[課題内容]
レコードの先頭から「rough mask: <svg」を含む行まで(両端を含む)を、「positive clicks」を「positive points」に置き換えて書き直すこと。それ以外は一切変えない。
- - -
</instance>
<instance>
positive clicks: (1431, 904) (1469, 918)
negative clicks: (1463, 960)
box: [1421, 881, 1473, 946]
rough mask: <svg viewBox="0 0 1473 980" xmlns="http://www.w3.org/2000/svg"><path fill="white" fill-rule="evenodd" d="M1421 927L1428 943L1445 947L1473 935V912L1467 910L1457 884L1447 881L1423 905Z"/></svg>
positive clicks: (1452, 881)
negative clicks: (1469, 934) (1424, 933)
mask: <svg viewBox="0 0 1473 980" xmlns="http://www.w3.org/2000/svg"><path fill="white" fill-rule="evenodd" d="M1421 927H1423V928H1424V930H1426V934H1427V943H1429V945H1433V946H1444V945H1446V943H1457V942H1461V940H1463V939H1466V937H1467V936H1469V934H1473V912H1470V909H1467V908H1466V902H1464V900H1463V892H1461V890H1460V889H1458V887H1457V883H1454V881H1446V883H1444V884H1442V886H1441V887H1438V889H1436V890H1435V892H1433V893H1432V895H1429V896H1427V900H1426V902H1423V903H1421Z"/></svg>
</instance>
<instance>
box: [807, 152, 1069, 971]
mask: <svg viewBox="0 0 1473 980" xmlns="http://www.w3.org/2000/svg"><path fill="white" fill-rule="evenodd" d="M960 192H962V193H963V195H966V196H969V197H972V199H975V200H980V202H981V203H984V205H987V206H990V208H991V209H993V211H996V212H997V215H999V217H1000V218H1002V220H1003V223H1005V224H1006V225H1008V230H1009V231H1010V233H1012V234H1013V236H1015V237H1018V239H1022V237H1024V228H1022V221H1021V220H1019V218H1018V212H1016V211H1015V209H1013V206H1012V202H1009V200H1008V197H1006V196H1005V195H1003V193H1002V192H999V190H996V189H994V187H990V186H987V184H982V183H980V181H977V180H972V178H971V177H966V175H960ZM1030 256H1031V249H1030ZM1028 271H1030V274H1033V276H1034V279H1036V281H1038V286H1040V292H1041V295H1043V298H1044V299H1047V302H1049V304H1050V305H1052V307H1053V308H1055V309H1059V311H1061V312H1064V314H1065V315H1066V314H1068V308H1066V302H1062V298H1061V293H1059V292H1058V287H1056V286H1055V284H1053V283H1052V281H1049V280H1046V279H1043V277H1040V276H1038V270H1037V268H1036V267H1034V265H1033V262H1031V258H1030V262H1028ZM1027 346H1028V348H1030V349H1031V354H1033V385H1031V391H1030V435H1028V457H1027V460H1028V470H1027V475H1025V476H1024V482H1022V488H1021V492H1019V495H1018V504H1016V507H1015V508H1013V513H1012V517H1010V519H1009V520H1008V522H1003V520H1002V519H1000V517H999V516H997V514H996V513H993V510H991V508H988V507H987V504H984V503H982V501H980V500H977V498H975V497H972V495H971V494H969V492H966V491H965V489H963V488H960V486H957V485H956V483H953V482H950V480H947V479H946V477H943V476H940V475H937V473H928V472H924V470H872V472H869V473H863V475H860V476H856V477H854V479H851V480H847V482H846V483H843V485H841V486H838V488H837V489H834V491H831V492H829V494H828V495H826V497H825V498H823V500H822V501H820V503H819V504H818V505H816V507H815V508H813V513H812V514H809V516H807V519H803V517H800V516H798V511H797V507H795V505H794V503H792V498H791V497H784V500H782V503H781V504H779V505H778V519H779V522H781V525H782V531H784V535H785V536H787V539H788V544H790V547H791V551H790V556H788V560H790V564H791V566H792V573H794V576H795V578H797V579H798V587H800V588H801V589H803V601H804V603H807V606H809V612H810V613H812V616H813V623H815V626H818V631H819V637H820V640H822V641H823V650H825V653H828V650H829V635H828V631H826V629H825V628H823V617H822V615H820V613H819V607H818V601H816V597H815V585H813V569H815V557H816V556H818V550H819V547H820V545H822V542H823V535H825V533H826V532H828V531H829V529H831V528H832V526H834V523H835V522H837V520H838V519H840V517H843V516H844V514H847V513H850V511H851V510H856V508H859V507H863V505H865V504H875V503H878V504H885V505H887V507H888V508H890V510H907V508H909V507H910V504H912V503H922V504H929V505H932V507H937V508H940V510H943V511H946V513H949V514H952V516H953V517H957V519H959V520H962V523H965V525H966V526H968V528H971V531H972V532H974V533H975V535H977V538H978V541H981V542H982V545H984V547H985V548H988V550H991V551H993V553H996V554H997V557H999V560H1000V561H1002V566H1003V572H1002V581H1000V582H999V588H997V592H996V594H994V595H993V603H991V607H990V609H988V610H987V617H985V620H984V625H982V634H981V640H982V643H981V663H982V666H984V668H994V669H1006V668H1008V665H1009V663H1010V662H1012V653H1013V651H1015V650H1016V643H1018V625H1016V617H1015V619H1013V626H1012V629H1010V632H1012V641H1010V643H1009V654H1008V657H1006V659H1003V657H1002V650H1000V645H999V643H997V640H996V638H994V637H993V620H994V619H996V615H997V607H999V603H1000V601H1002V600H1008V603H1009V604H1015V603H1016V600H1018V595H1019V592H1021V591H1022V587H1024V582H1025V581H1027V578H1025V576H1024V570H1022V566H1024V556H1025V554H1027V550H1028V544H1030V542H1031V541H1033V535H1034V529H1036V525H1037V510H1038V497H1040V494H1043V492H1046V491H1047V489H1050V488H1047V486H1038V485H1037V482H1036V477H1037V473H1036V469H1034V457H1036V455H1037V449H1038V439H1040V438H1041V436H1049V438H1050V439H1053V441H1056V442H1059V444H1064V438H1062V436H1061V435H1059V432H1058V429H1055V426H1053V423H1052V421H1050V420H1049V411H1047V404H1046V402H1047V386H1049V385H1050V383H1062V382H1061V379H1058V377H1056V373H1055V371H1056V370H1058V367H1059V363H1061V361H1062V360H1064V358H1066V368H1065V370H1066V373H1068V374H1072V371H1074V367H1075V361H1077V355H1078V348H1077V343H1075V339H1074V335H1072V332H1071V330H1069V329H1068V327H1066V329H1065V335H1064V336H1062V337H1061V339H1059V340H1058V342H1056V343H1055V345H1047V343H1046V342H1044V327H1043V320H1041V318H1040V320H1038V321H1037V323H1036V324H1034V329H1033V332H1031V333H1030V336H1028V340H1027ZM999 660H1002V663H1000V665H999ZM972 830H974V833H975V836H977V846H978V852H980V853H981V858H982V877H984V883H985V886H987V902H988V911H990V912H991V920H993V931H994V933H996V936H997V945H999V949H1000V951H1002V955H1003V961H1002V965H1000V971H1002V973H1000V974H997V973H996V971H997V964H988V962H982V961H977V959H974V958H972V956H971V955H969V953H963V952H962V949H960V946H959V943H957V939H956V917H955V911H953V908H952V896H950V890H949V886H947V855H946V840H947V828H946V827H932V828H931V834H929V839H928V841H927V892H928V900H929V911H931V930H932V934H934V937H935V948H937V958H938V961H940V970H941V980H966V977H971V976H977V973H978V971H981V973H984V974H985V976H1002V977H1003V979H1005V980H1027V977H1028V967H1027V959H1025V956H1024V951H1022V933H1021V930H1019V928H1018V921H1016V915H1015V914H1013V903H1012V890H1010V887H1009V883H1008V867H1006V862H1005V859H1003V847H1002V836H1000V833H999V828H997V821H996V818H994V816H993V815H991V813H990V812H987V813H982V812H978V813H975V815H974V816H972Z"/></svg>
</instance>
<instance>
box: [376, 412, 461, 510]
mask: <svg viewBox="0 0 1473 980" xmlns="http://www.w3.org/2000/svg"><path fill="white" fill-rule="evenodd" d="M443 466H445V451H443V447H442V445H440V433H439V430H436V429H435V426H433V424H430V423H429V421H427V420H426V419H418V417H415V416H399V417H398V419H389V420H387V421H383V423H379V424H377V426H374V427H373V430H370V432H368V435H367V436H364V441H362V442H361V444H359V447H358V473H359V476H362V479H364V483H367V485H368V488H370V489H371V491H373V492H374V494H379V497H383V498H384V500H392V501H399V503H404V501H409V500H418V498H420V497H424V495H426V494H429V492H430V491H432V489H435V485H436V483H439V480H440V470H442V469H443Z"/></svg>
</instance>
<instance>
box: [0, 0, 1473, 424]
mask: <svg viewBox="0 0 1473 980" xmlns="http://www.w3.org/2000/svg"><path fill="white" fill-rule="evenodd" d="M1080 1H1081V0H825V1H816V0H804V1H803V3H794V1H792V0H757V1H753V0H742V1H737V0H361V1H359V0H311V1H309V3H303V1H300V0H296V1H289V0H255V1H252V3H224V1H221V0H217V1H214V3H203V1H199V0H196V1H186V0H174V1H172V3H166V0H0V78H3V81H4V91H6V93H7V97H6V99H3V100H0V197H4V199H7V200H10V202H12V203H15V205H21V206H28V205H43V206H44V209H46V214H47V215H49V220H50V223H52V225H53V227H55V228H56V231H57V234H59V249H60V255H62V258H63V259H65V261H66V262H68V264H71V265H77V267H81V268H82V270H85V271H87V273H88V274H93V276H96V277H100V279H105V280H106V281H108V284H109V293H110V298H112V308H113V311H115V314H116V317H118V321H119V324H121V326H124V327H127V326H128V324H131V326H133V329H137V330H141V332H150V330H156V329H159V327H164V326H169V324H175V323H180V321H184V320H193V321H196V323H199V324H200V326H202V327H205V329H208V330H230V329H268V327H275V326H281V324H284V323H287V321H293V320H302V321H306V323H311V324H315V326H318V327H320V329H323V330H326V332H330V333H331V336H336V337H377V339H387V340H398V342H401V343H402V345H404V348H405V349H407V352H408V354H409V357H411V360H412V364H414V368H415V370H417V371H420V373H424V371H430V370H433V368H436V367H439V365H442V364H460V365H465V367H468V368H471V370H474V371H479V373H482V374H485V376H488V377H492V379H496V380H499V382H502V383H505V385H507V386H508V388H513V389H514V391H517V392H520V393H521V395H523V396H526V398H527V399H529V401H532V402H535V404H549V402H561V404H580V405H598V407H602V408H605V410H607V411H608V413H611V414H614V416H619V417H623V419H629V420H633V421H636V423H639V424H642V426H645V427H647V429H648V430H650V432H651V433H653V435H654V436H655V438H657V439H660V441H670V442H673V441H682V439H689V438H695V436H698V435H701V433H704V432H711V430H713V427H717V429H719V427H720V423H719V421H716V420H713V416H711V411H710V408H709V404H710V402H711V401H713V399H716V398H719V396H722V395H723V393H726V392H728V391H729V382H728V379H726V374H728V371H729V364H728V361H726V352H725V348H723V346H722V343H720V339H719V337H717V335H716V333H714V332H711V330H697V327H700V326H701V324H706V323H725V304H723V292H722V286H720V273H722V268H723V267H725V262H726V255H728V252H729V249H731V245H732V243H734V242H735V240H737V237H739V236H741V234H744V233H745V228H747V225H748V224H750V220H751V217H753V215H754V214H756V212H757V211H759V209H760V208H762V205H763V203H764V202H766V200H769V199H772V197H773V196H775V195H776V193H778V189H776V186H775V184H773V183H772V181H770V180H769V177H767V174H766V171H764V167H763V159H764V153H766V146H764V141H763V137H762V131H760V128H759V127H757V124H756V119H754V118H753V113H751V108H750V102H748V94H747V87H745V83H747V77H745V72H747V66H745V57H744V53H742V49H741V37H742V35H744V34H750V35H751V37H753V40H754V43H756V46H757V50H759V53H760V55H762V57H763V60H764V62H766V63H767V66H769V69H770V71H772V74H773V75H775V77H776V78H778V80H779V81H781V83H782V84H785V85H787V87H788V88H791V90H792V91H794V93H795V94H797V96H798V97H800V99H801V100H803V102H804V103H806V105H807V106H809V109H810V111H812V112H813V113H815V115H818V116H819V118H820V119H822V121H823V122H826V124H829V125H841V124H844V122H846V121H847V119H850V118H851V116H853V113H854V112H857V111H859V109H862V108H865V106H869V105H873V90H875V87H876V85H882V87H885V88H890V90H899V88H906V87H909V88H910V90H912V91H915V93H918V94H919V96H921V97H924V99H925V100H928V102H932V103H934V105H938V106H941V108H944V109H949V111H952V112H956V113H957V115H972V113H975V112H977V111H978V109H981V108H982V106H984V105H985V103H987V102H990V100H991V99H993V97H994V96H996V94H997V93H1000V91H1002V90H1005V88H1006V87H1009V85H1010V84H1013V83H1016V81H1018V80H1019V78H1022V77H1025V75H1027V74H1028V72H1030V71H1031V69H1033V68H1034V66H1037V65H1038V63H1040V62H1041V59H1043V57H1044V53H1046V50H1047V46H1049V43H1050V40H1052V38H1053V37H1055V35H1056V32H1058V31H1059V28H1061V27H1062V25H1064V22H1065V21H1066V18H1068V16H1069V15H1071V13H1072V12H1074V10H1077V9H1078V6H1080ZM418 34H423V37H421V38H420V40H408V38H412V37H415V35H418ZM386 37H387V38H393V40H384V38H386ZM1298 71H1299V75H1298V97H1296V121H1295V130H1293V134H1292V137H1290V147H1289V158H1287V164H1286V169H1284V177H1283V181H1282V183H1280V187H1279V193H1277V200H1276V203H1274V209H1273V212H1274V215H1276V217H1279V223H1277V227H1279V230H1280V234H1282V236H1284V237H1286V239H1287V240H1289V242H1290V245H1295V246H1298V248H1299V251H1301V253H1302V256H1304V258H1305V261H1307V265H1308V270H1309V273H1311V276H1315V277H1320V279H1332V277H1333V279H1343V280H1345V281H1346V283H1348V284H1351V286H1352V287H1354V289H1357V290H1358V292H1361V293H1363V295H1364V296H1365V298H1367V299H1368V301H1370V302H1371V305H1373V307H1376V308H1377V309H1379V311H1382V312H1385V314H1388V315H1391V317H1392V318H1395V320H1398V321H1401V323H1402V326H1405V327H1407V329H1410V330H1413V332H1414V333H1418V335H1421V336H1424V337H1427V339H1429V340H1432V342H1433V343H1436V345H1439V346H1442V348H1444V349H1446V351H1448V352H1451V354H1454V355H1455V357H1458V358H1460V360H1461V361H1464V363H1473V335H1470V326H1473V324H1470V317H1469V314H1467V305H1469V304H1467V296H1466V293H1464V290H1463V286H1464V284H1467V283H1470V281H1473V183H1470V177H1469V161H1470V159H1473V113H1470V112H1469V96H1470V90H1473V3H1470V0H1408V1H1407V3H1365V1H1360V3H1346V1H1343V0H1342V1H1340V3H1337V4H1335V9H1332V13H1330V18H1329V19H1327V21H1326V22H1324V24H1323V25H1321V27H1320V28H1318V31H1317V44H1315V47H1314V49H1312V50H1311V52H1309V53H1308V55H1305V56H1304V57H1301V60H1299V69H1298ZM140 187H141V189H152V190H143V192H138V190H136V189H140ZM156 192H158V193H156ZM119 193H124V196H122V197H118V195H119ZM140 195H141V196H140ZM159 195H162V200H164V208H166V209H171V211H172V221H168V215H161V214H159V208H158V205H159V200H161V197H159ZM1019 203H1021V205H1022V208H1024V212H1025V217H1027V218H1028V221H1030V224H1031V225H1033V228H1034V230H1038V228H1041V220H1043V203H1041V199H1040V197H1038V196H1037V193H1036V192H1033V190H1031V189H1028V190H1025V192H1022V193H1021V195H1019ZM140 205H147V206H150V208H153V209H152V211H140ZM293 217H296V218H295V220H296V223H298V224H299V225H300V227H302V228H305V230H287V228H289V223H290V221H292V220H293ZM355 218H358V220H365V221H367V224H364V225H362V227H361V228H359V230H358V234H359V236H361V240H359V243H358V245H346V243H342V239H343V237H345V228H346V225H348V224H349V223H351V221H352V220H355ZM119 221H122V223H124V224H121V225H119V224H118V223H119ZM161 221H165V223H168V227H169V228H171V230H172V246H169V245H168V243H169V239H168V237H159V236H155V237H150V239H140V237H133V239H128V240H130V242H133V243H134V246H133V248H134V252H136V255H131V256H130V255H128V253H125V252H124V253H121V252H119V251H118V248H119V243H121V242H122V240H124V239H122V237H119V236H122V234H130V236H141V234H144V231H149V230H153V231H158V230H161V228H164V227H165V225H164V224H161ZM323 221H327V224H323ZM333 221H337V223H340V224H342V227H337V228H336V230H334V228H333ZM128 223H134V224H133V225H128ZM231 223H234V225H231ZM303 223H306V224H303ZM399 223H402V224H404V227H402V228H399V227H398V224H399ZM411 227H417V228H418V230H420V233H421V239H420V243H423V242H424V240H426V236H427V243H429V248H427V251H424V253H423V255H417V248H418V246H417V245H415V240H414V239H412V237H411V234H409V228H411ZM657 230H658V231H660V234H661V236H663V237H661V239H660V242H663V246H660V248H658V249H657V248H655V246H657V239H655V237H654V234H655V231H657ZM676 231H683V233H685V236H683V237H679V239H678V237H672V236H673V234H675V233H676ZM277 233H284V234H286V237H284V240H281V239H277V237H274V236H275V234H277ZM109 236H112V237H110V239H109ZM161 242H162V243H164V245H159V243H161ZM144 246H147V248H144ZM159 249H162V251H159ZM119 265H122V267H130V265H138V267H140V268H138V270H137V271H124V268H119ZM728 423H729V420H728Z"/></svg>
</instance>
- - -
[解答]
</instance>
<instance>
positive points: (1431, 904) (1469, 918)
negative clicks: (1463, 960)
box: [1421, 881, 1473, 946]
rough mask: <svg viewBox="0 0 1473 980" xmlns="http://www.w3.org/2000/svg"><path fill="white" fill-rule="evenodd" d="M1421 927L1428 943L1445 947L1473 935V912L1467 910L1457 884L1447 881L1423 905Z"/></svg>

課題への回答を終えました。